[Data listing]
::::::
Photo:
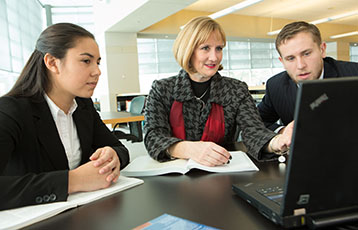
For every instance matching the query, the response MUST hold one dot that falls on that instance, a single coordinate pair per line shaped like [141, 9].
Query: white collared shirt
[68, 133]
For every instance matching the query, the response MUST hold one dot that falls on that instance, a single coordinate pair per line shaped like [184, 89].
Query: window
[353, 52]
[250, 61]
[21, 24]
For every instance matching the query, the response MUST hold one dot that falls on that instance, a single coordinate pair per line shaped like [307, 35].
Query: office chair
[136, 134]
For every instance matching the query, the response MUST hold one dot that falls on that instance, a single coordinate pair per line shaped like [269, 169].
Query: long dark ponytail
[55, 40]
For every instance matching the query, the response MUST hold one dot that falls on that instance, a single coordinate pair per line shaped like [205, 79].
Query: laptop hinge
[324, 219]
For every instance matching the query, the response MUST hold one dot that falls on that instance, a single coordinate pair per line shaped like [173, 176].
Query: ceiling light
[322, 20]
[234, 8]
[334, 17]
[344, 35]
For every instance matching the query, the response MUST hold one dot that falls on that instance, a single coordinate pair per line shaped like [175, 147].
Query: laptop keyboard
[273, 193]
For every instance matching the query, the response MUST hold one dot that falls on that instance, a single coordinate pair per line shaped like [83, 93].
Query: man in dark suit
[303, 55]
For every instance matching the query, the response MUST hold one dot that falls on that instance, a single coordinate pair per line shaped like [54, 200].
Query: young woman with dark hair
[52, 140]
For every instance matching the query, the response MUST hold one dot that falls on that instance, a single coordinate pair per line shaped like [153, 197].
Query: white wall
[122, 65]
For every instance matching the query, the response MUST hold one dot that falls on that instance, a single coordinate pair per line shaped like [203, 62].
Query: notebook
[320, 187]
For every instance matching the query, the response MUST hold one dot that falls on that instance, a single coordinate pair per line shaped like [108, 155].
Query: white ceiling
[307, 10]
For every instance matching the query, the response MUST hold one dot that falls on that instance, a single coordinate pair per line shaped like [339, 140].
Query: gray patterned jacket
[239, 111]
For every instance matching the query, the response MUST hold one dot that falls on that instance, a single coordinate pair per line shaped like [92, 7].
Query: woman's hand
[203, 152]
[107, 160]
[86, 178]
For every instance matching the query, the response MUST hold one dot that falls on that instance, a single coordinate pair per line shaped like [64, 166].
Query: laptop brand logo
[319, 101]
[303, 199]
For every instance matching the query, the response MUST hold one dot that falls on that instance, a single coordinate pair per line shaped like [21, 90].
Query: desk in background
[113, 118]
[123, 98]
[257, 92]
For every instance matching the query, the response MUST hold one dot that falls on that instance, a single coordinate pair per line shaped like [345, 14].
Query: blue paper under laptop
[320, 187]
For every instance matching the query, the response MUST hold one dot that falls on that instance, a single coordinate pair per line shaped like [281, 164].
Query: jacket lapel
[48, 135]
[84, 125]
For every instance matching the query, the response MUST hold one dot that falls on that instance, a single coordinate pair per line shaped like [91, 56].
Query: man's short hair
[290, 30]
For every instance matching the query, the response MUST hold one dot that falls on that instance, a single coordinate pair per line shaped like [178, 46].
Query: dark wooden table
[120, 117]
[198, 196]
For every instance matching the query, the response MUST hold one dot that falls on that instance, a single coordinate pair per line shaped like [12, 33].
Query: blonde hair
[194, 33]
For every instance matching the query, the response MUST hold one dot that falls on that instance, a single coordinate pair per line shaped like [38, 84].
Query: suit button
[53, 197]
[38, 200]
[46, 198]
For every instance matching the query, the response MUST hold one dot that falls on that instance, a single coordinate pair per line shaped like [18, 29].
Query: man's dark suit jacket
[34, 166]
[280, 97]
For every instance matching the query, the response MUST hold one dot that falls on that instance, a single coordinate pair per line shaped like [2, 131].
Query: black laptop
[320, 187]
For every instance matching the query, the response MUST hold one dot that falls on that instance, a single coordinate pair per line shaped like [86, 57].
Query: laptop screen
[323, 162]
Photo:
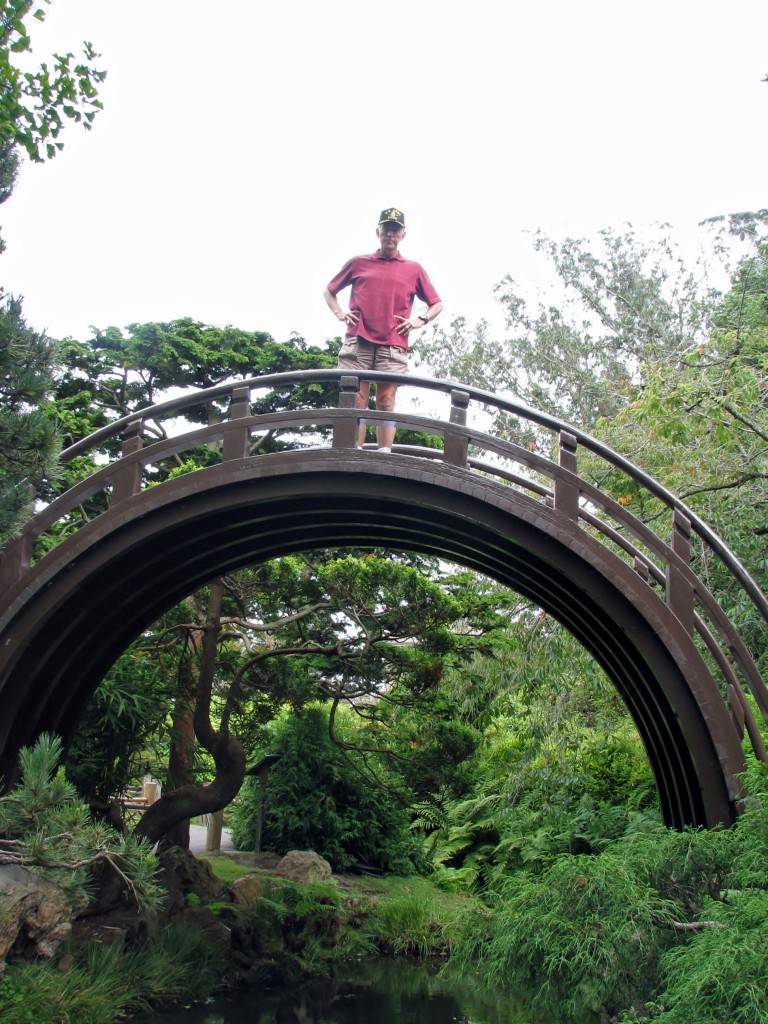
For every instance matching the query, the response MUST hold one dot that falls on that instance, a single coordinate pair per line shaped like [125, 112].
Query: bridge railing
[546, 470]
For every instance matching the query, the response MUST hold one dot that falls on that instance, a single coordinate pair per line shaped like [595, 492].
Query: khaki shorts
[356, 353]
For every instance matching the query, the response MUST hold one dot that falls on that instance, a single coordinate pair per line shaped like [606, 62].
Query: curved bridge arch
[65, 620]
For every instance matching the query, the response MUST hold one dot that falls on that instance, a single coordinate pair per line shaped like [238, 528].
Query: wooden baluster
[127, 479]
[345, 429]
[680, 589]
[14, 561]
[566, 492]
[456, 442]
[237, 442]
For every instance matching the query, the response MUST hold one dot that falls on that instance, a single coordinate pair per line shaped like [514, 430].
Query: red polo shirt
[381, 290]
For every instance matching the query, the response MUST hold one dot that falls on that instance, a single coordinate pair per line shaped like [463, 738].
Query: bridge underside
[82, 605]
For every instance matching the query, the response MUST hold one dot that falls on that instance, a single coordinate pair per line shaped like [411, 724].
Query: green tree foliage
[114, 740]
[44, 826]
[29, 441]
[316, 799]
[35, 104]
[365, 630]
[560, 768]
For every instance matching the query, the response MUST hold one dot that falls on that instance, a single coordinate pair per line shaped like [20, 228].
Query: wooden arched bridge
[76, 590]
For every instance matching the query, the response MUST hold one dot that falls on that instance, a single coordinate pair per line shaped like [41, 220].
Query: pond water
[371, 992]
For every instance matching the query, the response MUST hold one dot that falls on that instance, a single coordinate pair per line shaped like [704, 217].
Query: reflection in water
[373, 992]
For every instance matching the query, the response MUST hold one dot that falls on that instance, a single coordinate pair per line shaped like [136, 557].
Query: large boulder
[181, 875]
[36, 915]
[304, 866]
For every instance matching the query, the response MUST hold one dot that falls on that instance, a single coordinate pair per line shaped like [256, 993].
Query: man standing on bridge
[384, 286]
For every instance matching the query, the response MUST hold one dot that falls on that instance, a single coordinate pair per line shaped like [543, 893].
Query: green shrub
[315, 800]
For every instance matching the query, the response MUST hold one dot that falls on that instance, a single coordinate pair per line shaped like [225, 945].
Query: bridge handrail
[486, 398]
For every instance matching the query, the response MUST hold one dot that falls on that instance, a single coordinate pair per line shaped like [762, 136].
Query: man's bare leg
[385, 395]
[360, 401]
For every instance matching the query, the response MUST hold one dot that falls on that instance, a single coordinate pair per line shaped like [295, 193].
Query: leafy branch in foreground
[44, 826]
[35, 104]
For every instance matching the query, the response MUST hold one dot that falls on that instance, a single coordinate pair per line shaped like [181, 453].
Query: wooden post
[345, 430]
[455, 443]
[213, 835]
[566, 492]
[127, 479]
[679, 589]
[237, 442]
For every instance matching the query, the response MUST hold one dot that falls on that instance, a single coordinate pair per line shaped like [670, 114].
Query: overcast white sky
[246, 147]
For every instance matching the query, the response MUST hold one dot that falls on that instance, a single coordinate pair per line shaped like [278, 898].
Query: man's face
[390, 235]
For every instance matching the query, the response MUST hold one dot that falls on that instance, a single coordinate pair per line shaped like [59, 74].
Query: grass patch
[225, 868]
[108, 982]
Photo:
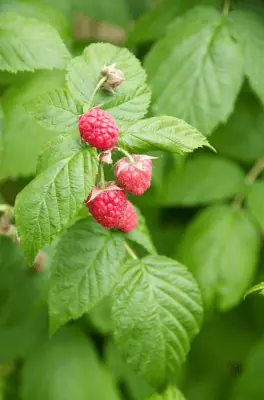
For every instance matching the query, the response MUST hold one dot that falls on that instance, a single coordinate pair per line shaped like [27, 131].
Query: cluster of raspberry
[107, 201]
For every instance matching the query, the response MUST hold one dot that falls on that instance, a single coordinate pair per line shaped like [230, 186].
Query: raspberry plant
[126, 228]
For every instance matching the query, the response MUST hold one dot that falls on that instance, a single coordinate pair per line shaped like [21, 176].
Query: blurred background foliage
[206, 209]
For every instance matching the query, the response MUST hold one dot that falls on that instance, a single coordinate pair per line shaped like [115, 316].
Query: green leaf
[23, 320]
[101, 316]
[83, 271]
[196, 70]
[22, 137]
[249, 31]
[46, 206]
[220, 247]
[114, 12]
[132, 98]
[55, 110]
[255, 202]
[65, 367]
[242, 137]
[172, 393]
[157, 306]
[141, 234]
[250, 384]
[161, 133]
[153, 24]
[201, 180]
[256, 288]
[20, 48]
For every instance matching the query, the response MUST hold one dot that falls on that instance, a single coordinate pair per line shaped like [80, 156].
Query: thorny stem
[126, 154]
[226, 6]
[99, 84]
[130, 251]
[102, 181]
[250, 178]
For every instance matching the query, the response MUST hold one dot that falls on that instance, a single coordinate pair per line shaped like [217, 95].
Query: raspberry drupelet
[98, 128]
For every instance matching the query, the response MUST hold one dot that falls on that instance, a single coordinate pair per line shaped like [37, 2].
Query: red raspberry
[128, 220]
[98, 128]
[135, 177]
[107, 205]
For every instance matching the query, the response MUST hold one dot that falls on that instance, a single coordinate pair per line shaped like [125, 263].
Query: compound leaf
[54, 197]
[83, 271]
[156, 307]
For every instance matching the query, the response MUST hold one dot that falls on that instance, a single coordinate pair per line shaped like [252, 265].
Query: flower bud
[114, 77]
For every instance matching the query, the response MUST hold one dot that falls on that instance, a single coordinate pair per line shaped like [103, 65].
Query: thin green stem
[130, 251]
[98, 86]
[226, 7]
[102, 181]
[252, 175]
[126, 154]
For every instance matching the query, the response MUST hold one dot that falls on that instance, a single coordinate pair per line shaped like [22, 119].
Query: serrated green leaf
[55, 110]
[256, 288]
[135, 386]
[22, 137]
[131, 98]
[196, 70]
[221, 247]
[39, 11]
[249, 31]
[83, 271]
[201, 180]
[65, 367]
[250, 384]
[172, 393]
[20, 48]
[23, 318]
[45, 207]
[101, 316]
[255, 202]
[141, 235]
[157, 306]
[242, 137]
[161, 133]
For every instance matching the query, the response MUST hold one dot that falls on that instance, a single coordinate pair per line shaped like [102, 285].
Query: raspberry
[107, 205]
[135, 177]
[128, 220]
[98, 128]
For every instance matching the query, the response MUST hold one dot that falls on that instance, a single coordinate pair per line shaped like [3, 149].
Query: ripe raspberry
[128, 220]
[107, 205]
[134, 177]
[98, 128]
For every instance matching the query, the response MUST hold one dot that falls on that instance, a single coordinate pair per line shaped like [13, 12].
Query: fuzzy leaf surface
[54, 197]
[83, 271]
[55, 110]
[131, 98]
[156, 307]
[161, 133]
[188, 74]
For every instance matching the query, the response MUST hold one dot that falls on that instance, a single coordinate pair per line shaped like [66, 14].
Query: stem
[102, 182]
[126, 154]
[226, 7]
[99, 84]
[130, 251]
[250, 178]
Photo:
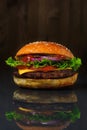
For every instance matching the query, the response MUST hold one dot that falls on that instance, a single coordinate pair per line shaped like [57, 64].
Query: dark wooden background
[23, 21]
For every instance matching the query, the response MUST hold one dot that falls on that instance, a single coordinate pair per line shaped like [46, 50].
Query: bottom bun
[45, 83]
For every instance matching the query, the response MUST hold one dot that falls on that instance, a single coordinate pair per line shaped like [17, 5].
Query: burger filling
[46, 66]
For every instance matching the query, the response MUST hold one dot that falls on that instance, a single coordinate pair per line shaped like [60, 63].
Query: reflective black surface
[7, 89]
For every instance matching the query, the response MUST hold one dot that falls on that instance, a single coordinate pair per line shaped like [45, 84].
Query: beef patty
[46, 75]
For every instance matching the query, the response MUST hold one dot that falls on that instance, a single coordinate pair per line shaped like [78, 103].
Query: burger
[56, 112]
[44, 65]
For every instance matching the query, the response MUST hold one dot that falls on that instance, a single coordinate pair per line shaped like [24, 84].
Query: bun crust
[43, 47]
[45, 83]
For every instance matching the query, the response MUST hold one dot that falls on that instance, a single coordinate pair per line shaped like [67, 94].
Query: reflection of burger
[44, 65]
[41, 110]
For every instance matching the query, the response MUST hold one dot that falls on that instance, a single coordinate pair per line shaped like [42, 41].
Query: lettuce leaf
[73, 63]
[73, 115]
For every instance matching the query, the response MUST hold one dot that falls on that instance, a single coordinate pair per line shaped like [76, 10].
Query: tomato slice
[26, 58]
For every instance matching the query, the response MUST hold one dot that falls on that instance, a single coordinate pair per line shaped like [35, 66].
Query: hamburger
[44, 65]
[57, 111]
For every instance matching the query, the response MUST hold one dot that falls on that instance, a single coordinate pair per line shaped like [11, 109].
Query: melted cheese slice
[22, 71]
[24, 109]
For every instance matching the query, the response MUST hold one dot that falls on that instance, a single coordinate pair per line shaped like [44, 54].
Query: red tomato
[26, 58]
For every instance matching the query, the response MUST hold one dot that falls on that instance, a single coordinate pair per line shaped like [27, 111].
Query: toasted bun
[45, 83]
[50, 97]
[44, 47]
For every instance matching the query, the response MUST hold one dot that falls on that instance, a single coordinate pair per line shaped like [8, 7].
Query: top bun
[43, 47]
::::::
(What to produce):
Rewrite the rows from the line that contains "like [76, 10]." through the end, changing every "dot" to "point" and leaving everything else as it is.

(Right answer):
For every instance matching the query, the response MUST hold one point that falls on that instance, a single coordinate pair per line shaped like [76, 10].
Query: tomato slice
[26, 58]
For every instance matching the query, the response MUST hold one point that falls on that instance, a single coordinate pair per line shaped like [35, 66].
Query: hamburger
[44, 65]
[57, 111]
For every instance matching the query, the response MUST hold one point that falls on that instance, a single coordinate pair per line shaped like [11, 109].
Query: melted cheese slice
[22, 71]
[24, 109]
For every instance matching the query, the response MUST hold one point that falls on that instance, a single coordinate pair per line shaped like [44, 54].
Query: red tomato
[26, 58]
For every instance matching the query, the response MUST hold one point that falls on that instance, a single coordinate pair per line shaped like [27, 111].
Query: toasted bun
[45, 83]
[50, 97]
[44, 47]
For every instance matching the query, the response MUST hold one point that falls on that instance, a single coordinate pair per line shaped like [8, 7].
Query: top bun
[43, 47]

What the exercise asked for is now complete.